Task to carry out: What is needed is each line of the data below that holds the string "white".

***** Data section

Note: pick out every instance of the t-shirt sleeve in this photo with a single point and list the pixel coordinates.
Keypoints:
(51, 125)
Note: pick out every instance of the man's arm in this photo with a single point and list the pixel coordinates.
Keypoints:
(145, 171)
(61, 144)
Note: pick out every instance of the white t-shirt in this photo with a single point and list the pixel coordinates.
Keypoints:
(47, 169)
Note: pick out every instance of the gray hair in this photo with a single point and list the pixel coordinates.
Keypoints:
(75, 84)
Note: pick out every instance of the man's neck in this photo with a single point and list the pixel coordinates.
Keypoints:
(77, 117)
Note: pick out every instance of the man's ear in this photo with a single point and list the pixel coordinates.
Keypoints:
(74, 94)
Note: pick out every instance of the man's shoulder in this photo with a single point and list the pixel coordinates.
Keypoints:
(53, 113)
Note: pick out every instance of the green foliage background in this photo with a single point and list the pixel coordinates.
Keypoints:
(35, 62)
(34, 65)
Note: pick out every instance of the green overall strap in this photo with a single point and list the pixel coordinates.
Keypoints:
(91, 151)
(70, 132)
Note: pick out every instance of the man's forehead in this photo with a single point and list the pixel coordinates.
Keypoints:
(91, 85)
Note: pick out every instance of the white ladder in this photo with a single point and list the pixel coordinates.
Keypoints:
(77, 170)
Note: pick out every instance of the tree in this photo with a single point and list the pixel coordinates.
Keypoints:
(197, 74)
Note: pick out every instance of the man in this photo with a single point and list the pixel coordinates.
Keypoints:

**********
***** Data section

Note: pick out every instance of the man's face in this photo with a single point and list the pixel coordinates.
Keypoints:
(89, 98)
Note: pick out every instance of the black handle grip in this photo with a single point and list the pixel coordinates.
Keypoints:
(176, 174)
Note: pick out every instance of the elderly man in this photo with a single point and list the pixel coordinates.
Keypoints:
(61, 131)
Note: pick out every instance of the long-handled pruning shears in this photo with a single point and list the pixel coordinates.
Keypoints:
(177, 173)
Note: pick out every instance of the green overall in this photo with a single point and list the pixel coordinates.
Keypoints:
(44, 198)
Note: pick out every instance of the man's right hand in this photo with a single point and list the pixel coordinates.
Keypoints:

**********

Exercise response:
Note: pick out every instance of the white t-shirt in this photo with a single point and list the pixel coordinates.
Note: pick out every instance of the white ladder in this photo with a single point and list the pixel coordinates.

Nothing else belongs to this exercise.